● WRITTEN PROBLEM
Please pick out every line in the records below that contains the word "blue", and copy each one.

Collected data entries
________________________________________
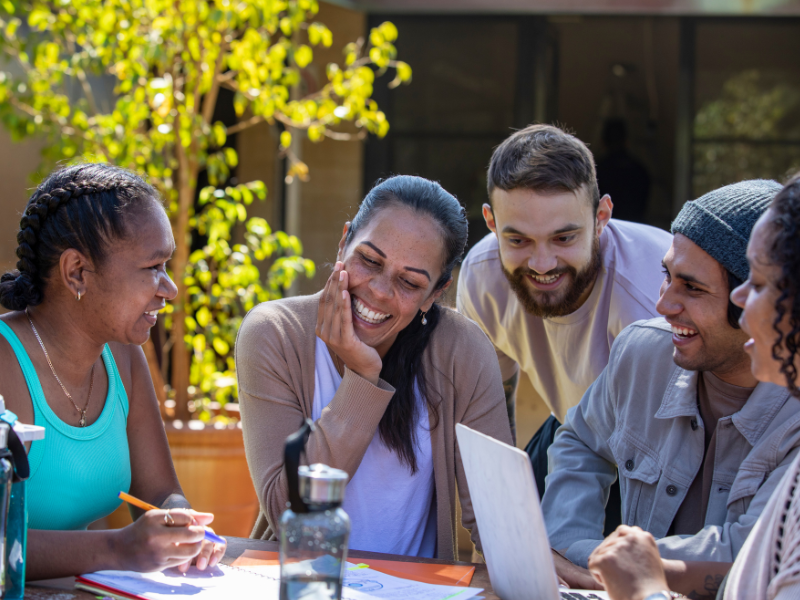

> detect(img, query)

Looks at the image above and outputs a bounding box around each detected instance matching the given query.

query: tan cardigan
[236,294,511,560]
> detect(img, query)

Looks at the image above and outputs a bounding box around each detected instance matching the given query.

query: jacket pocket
[728,469,767,516]
[609,432,661,527]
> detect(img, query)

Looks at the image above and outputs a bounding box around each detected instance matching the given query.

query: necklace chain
[25,309,94,427]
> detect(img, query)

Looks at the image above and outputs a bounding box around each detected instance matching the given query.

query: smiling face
[87,200,178,344]
[483,188,613,318]
[338,205,451,357]
[731,210,790,386]
[656,233,755,387]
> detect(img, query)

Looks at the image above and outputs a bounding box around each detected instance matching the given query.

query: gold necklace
[25,308,97,427]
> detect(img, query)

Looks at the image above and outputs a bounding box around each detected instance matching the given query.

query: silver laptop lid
[456,423,560,600]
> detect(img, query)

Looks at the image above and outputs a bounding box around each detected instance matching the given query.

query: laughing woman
[236,176,511,559]
[0,164,225,579]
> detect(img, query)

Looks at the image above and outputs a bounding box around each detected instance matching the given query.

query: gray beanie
[672,179,782,281]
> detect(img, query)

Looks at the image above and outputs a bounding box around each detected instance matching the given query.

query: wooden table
[25,537,500,600]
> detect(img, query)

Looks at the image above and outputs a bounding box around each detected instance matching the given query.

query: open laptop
[456,424,608,600]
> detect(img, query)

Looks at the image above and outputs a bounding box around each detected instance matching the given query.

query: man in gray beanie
[542,180,800,597]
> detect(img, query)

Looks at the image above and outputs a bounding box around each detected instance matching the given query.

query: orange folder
[233,550,475,587]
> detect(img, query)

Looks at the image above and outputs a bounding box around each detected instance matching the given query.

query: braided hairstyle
[0,164,159,310]
[769,175,800,397]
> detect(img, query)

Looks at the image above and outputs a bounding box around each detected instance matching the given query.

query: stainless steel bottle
[280,420,350,600]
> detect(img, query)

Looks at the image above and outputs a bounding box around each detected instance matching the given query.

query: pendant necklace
[25,309,97,427]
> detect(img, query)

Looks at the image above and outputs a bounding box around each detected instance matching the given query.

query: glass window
[692,19,800,197]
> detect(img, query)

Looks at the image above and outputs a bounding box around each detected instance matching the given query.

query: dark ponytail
[0,164,158,310]
[346,175,467,473]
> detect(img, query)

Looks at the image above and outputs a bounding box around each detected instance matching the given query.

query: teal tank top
[0,321,131,530]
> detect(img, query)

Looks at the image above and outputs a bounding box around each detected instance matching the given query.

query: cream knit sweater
[236,294,511,560]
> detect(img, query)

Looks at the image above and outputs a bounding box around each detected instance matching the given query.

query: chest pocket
[609,433,661,528]
[728,469,769,518]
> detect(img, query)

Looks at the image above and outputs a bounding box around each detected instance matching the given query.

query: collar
[655,367,789,446]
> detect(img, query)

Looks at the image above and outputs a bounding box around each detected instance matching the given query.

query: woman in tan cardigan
[236,176,511,559]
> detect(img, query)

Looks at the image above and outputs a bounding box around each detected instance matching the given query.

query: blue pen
[117,492,228,544]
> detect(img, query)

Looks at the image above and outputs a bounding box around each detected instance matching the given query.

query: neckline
[0,320,117,440]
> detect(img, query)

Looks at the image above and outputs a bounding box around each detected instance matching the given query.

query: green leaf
[211,337,231,356]
[294,44,314,69]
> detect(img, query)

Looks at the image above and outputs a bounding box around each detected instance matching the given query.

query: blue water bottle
[0,396,44,600]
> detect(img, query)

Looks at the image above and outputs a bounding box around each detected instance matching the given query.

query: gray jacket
[542,318,800,566]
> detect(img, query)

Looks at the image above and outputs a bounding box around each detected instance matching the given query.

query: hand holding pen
[119,492,227,572]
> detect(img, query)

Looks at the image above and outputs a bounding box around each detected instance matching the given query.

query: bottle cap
[297,463,349,504]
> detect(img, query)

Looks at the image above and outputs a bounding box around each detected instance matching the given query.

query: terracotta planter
[107,422,258,537]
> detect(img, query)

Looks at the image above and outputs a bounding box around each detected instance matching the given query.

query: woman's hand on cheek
[316,262,383,385]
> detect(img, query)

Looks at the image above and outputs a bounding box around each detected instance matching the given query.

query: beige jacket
[236,294,511,560]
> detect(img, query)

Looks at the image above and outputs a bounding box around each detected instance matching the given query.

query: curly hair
[0,164,160,310]
[769,174,800,397]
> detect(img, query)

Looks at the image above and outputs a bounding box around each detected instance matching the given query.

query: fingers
[316,261,344,342]
[187,510,214,525]
[194,540,214,571]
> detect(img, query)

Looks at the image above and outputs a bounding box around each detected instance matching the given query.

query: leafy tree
[0,0,411,418]
[693,69,800,198]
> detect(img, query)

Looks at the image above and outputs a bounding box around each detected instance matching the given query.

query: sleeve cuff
[564,540,603,569]
[327,367,395,435]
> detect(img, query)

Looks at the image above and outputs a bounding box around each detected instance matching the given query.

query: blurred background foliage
[0,0,411,421]
[693,69,800,198]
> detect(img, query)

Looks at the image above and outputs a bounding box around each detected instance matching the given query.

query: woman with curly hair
[589,175,800,600]
[0,164,225,579]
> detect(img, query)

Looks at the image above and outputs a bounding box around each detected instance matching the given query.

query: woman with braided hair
[589,175,800,600]
[0,164,225,579]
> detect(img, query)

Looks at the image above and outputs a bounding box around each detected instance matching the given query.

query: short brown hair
[487,124,600,212]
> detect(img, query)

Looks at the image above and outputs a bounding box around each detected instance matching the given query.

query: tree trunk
[170,150,197,421]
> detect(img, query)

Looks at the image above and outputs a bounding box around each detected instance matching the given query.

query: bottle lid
[297,463,349,504]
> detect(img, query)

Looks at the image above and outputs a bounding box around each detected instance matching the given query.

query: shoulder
[609,317,675,370]
[429,306,497,368]
[457,233,516,323]
[108,342,141,402]
[235,294,320,364]
[603,219,672,315]
[459,233,502,288]
[601,219,672,271]
[237,294,320,343]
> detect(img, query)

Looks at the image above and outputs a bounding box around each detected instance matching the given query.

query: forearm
[503,371,519,445]
[663,560,731,600]
[25,529,120,581]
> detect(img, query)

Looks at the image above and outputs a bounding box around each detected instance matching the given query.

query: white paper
[83,563,483,600]
[82,565,279,600]
[241,563,483,600]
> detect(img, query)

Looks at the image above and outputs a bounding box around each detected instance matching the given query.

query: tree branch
[225,115,266,135]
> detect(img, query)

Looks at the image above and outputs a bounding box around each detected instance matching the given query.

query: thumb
[187,510,214,525]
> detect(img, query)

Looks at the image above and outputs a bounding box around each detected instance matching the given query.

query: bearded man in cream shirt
[457,125,672,516]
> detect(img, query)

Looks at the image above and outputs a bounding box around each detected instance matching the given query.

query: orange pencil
[117,492,228,544]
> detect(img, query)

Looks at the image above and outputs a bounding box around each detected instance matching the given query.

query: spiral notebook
[75,561,483,600]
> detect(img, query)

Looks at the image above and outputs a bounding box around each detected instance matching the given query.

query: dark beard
[503,236,602,319]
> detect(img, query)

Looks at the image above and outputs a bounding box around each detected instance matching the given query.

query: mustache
[513,267,576,277]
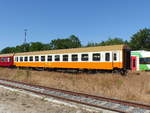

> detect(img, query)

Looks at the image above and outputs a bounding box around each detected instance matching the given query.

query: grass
[0,68,150,103]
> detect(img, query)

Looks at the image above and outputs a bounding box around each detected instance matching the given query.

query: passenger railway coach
[0,45,130,73]
[0,54,14,67]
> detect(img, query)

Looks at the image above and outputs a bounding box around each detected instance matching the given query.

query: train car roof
[0,53,15,57]
[0,45,129,56]
[15,45,128,56]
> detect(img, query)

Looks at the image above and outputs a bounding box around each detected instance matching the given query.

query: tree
[129,28,150,50]
[69,35,81,48]
[1,47,15,54]
[50,35,81,49]
[29,42,49,51]
[99,38,125,46]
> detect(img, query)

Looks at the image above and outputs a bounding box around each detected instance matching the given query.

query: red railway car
[0,54,14,67]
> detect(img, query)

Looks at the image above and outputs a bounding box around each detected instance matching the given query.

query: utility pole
[24,29,28,44]
[23,29,27,52]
________________________________________
● SOLUTION TO THE PROBLEM
query: blue pen
query: blue water bottle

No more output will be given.